23 Oct 2015

'A black day for Sweden'

8:35 am on 23 October 2015

A masked man armed with a sword has killed a pupil and a teacher at a school in Sweden.

A photo of the masked attacker, taken before he killed two people

A photo of the masked attacker, taken before he killed two people Photo: AFP

The suspect, clad in black, apparently posed for photos with students ahead of the attack, in the western town of Trollhattan.

Two further victims, a pupil and a teacher, are seriously injured. The attacker was shot by police and has died of his injuries. He was 21 and resident in Trollhattan, police said.

The king has said Sweden "is in shock".

Eyewitnesses described chaos at the school, with hundreds of students fleeing from the building screaming.

Police responded to an emergency call reporting an attack in the cafe area of the Kronan school, at around 10:10 local time (20:10 NZT) on Thursday.

Arriving at the scene, they found a dead man - a teacher - near the entrance.

Two male students and another teacher were rushed to hospital. One of the boys has since died of his injuries.

The pupils' ages were initially given as 11 and 15, but the hospital has now clarified that they are 17 and 15. It is not clear how old the pupil who has died was.

The attacker was also taken to hospital with gunshot wounds and has since died.

Police have identified the suspect but not released his name. They have searched the suspect's home and say they have found "interesting" things. He was not previously known to police, spokesman Thord Haraldsson told a news conference.

Asked about possible links to far-right extremism, Mr Haraldsson refused to comment, Swedish radio reports.

Mourners place candles outside the school.

Mourners place candles outside the school. Photo: AFP

Local media have reported that the suspect's accounts on Facebook and YouTube suggest an interest in Hitler and Nazi Germany. In a photo given to media by a student at the school, he appears to be wearing a black trench coat and a helmet resembling those worn by German troops in World War Two.

Swedish newspaper Aftonbladet published an account (in Swedish) of a girl, who they refer to as Sara, who witnessed the attack.

The girl left her classroom and met two school friends who stood with a masked man holding a bloody knife, she said. He was playing "horrible, Halloween-type" music and did not speak, she said.

### [Given information]
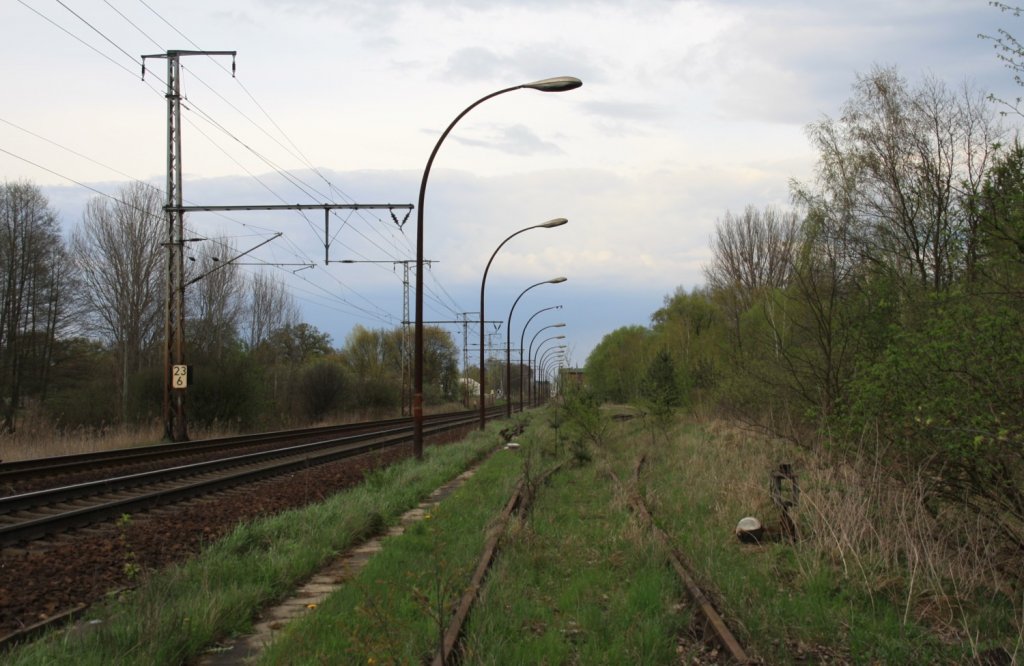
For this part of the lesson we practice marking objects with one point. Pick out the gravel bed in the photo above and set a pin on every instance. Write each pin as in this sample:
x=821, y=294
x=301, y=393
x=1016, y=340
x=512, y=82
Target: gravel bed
x=55, y=575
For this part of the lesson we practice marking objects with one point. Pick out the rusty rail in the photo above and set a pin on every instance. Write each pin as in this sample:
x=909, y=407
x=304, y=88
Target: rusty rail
x=722, y=632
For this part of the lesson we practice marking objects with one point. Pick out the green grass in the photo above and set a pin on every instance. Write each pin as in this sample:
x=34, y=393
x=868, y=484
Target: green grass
x=176, y=613
x=780, y=598
x=577, y=580
x=580, y=583
x=396, y=609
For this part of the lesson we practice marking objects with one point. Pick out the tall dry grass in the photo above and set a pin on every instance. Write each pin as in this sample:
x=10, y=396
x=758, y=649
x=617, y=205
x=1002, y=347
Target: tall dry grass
x=941, y=563
x=38, y=439
x=886, y=532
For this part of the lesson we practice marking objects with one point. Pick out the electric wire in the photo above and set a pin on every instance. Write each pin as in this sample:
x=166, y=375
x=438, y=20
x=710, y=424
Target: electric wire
x=295, y=181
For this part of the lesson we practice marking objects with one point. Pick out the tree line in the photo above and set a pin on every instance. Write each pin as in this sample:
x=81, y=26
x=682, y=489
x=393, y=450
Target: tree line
x=883, y=315
x=82, y=329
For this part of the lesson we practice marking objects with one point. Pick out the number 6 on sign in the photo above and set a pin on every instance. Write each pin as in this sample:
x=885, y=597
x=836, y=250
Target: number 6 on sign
x=179, y=376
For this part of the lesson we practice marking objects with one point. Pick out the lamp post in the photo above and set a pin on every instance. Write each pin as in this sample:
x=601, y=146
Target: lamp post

### [Work order]
In the news article about the Trollhattan school attack, what part of the school did the emergency call name as the location of the attack? Answer using only the news article.

### [Task answer]
The cafe area of the Kronan school.